Data items
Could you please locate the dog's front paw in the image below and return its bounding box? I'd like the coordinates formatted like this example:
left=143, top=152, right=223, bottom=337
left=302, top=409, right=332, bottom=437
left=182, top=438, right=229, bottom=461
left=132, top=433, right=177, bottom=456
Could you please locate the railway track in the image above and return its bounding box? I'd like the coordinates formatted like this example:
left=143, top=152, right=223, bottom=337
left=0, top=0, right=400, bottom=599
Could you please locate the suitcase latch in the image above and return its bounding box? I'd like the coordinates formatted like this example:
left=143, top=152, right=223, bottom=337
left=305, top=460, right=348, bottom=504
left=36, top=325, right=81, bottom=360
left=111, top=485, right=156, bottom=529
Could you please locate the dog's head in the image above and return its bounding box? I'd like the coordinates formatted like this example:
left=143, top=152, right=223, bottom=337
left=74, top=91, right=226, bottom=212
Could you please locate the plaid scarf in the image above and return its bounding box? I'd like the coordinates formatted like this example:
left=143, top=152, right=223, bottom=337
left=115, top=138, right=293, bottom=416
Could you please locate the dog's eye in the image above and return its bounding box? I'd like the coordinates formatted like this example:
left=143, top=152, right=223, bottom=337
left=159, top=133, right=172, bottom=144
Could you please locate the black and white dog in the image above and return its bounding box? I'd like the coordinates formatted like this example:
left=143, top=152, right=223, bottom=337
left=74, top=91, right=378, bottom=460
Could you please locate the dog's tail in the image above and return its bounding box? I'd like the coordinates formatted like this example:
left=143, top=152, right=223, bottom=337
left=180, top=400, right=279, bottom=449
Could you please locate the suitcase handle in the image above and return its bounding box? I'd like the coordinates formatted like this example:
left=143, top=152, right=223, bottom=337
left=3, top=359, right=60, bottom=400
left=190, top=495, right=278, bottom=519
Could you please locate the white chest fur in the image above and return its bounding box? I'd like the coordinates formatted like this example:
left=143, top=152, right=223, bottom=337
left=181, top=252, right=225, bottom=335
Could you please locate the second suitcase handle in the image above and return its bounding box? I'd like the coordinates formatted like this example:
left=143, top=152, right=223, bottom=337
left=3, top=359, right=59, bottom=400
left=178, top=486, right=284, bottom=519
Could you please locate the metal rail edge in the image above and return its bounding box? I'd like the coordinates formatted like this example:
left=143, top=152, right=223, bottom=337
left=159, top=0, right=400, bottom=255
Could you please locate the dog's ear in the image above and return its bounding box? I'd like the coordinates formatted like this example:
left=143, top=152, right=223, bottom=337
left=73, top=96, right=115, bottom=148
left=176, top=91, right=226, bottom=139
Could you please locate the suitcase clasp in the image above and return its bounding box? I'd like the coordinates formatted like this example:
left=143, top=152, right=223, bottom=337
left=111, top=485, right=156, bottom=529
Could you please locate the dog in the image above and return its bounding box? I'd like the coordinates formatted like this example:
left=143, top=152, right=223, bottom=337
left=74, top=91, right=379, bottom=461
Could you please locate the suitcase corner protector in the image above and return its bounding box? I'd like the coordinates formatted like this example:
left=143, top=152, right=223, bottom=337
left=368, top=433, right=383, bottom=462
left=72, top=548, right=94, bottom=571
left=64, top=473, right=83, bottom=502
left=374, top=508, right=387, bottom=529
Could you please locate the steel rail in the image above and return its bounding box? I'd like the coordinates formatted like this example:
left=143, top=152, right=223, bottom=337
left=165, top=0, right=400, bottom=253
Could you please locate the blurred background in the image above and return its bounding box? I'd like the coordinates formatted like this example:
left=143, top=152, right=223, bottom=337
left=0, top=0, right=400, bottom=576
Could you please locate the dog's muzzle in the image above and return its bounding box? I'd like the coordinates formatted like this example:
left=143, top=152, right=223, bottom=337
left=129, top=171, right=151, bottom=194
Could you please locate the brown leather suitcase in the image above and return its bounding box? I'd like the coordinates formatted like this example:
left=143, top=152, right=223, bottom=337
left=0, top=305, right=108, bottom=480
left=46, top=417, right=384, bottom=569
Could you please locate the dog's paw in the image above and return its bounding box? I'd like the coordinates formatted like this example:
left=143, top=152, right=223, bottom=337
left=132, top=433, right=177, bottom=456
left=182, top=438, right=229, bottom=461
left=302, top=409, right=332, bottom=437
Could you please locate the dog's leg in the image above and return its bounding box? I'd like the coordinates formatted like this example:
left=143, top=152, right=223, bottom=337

**WHAT THE TASK ASKS:**
Swap "dog's head" for "dog's ear" and write out the lines from the one with "Could you please locate the suitcase latch" up to and including the one with "left=74, top=91, right=226, bottom=212", leaving everything else unchanged.

**IN RESPONSE:**
Could you please locate the suitcase latch in the image above and return its bounding box? I'd like the coordinates formatted like this example:
left=143, top=152, right=223, bottom=337
left=305, top=460, right=348, bottom=504
left=36, top=325, right=81, bottom=360
left=111, top=485, right=156, bottom=529
Could you please locate the dog's ear in the image above and return its bounding box? I'd like the coordinates formatted like this example:
left=143, top=152, right=223, bottom=337
left=74, top=91, right=226, bottom=212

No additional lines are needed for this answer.